EXERCISE INSTRUCTIONS: Without the pictures, copy the entries below word for word.

INFORMATION PROVIDED:
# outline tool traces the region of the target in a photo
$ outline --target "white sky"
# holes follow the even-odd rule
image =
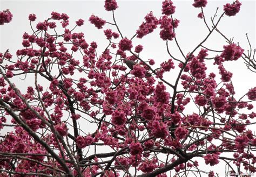
[[[204,9],[208,23],[216,8],[220,8],[218,15],[223,12],[223,5],[232,3],[233,1],[208,1],[208,4]],[[241,1],[242,5],[240,12],[234,17],[225,16],[219,25],[219,29],[226,36],[234,37],[234,42],[239,42],[240,45],[247,50],[249,48],[245,33],[247,33],[251,40],[252,47],[255,48],[255,22],[256,2],[255,1]],[[117,1],[119,8],[116,10],[115,15],[123,34],[131,38],[144,21],[144,17],[152,11],[157,17],[161,15],[161,1]],[[207,35],[207,30],[203,20],[197,17],[200,9],[192,6],[192,1],[173,1],[176,6],[176,13],[173,17],[180,20],[179,25],[176,30],[177,37],[184,53],[191,51]],[[112,22],[111,13],[104,10],[103,1],[0,1],[0,10],[10,9],[14,15],[12,21],[3,26],[0,26],[0,52],[4,52],[9,48],[14,55],[17,49],[22,48],[22,35],[25,31],[31,32],[28,17],[30,13],[35,13],[37,18],[36,22],[43,21],[50,17],[52,11],[66,13],[70,16],[70,27],[72,29],[75,22],[79,18],[85,20],[85,25],[77,29],[77,32],[85,33],[87,43],[92,41],[97,42],[99,45],[98,51],[102,51],[108,41],[104,36],[103,30],[98,30],[88,21],[89,17],[93,13]],[[36,23],[34,22],[35,25]],[[112,27],[105,25],[103,29]],[[165,48],[165,42],[159,38],[159,29],[146,36],[142,39],[135,38],[133,40],[133,46],[138,44],[144,46],[144,49],[140,56],[147,60],[154,59],[156,66],[170,58]],[[183,60],[173,42],[170,44],[170,51],[173,55]],[[219,34],[215,33],[205,44],[208,48],[216,50],[222,50],[223,46],[226,45],[225,40]],[[98,52],[100,53],[100,52]],[[208,56],[213,57],[214,55]],[[209,61],[207,67],[210,72],[218,72],[217,67],[213,66],[212,61]],[[255,75],[246,69],[242,60],[236,62],[224,63],[226,69],[233,73],[232,82],[234,86],[237,97],[240,97],[246,93],[248,89],[255,87]],[[178,66],[176,66],[178,67]],[[177,69],[177,68],[176,68]],[[175,69],[174,69],[175,70]],[[177,72],[172,71],[165,74],[166,80],[171,82],[176,78]],[[24,81],[15,80],[23,86],[32,85],[31,80]],[[203,165],[204,162],[200,163]],[[224,175],[224,166],[220,164],[213,167],[205,166],[206,169],[219,172],[220,176]],[[204,166],[203,166],[204,167]]]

EXERCISE SOLUTION:
# outline tool traces the region of the target in a photo
$ outline --target "white sky"
# holes follow the even-odd rule
image =
[[[204,9],[208,23],[216,8],[220,8],[218,15],[223,12],[223,5],[232,3],[233,1],[208,1],[208,4]],[[241,1],[242,5],[240,12],[234,17],[225,16],[219,25],[219,29],[226,36],[234,37],[234,42],[239,42],[240,45],[247,50],[249,48],[245,33],[247,33],[251,40],[252,47],[255,48],[255,22],[256,2],[255,1]],[[117,1],[119,8],[116,10],[115,15],[123,34],[131,38],[144,21],[144,17],[152,11],[157,17],[161,15],[161,1]],[[207,35],[207,30],[203,20],[197,17],[200,9],[192,6],[192,1],[173,1],[176,6],[176,13],[173,17],[180,20],[179,25],[176,30],[177,37],[184,53],[191,51]],[[112,22],[111,13],[104,10],[103,1],[0,1],[0,10],[10,9],[14,15],[12,21],[3,26],[0,26],[0,52],[4,52],[9,48],[14,55],[17,49],[22,48],[22,35],[25,31],[31,32],[28,17],[30,13],[35,13],[37,18],[36,22],[43,21],[50,17],[52,11],[66,13],[70,16],[70,27],[72,29],[75,22],[79,18],[85,20],[85,25],[77,29],[77,32],[85,33],[87,43],[92,41],[97,42],[99,45],[98,51],[102,51],[108,41],[104,36],[103,30],[98,30],[88,21],[89,17],[93,13]],[[36,23],[34,22],[35,25]],[[112,27],[105,25],[103,29]],[[165,48],[165,42],[159,38],[159,29],[146,36],[142,39],[135,38],[133,40],[133,46],[138,44],[144,46],[144,49],[140,56],[147,60],[154,59],[156,66],[170,58]],[[183,60],[173,42],[170,44],[170,51],[173,55]],[[219,34],[215,33],[205,44],[208,48],[216,50],[222,50],[223,46],[226,45],[225,40]],[[98,52],[100,53],[100,52]],[[208,56],[213,57],[214,55]],[[209,61],[207,67],[210,72],[218,72],[217,67],[213,66],[212,61]],[[255,75],[246,69],[242,60],[236,62],[224,63],[226,69],[233,73],[232,82],[234,86],[237,97],[240,97],[246,93],[248,89],[255,87]],[[178,66],[176,66],[178,67]],[[177,69],[177,68],[176,68]],[[175,69],[174,69],[175,70]],[[177,72],[172,71],[165,74],[166,80],[171,82],[176,78]],[[24,81],[15,80],[23,86],[32,85],[31,80]],[[203,165],[204,162],[200,163]],[[224,175],[224,166],[220,164],[213,167],[205,166],[206,169],[219,172],[220,176]],[[204,166],[203,166],[204,167]]]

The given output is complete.